## What to work on
a. According to the self-care passage, what do parents miss having?
b. Translate this sentence from the self-care passage into Spanish: "Gyms haven’t always been open."

Humans are worn out. Adults are completely over wearing multiple hats. Parents miss having some sort of a time out, even if that was their commute to and from work. In an age where self-care as become commercialized, a global pandemic leads to a whole lot of mixed feelings about what a person can do. Gyms haven’t always been open. Happy hours with friends away from the house, don’t exist. That massage you had planned-forget about it as the massage therapist is booked out four months…oh and just tested positive…
While therapists and clients alike have come up with some unique forms of self care (yes I even had a previous blog about it) I would like to push us all to think outside the box. What about if self-care starts looking like helping? Giving back? Having an action step that would directly impact someone else or an entire family?

Extracted records
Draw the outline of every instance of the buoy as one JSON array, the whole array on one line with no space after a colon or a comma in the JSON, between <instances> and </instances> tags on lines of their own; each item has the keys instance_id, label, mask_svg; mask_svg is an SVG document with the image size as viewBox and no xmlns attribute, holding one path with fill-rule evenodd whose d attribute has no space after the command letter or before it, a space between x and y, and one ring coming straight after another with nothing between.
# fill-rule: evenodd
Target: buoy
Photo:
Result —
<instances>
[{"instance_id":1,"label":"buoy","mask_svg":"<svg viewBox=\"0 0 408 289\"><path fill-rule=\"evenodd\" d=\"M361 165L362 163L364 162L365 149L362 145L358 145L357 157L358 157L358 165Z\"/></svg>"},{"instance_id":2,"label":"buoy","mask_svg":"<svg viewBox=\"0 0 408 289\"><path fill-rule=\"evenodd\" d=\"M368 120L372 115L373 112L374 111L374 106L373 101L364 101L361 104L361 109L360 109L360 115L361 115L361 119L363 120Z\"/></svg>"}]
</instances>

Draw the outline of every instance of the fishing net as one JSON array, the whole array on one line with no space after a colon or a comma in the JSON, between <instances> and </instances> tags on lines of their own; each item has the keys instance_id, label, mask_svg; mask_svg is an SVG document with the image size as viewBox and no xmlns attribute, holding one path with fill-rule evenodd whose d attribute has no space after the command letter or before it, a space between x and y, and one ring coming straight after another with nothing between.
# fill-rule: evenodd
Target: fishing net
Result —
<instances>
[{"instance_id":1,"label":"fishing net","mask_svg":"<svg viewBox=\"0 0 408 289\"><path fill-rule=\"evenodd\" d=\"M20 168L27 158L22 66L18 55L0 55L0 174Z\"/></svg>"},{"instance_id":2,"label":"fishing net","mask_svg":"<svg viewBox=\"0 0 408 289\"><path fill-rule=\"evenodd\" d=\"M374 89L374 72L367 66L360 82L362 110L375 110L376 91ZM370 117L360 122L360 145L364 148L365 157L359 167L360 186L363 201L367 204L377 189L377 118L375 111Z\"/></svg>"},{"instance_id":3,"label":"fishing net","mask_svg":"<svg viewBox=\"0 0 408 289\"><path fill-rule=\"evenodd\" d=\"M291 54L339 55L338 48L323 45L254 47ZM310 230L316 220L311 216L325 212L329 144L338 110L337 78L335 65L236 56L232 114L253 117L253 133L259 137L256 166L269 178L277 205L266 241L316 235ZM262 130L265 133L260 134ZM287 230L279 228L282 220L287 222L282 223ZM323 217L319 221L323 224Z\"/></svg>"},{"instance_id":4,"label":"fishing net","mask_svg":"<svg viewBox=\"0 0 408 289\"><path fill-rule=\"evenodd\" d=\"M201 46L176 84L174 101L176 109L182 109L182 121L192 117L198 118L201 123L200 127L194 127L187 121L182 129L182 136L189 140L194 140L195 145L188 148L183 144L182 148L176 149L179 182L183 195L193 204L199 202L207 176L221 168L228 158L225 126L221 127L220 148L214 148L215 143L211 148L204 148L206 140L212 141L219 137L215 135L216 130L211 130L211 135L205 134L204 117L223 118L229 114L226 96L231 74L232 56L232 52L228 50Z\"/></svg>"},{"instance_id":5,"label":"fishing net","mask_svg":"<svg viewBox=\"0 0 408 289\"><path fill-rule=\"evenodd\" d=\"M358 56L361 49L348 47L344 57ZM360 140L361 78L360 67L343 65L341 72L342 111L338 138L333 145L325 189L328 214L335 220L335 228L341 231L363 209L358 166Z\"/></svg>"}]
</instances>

## Task solutions
a. Parents miss having some sort of a time out, even if that was their commute to and from work.

b. Los gimnasios no siempre han estado abiertos.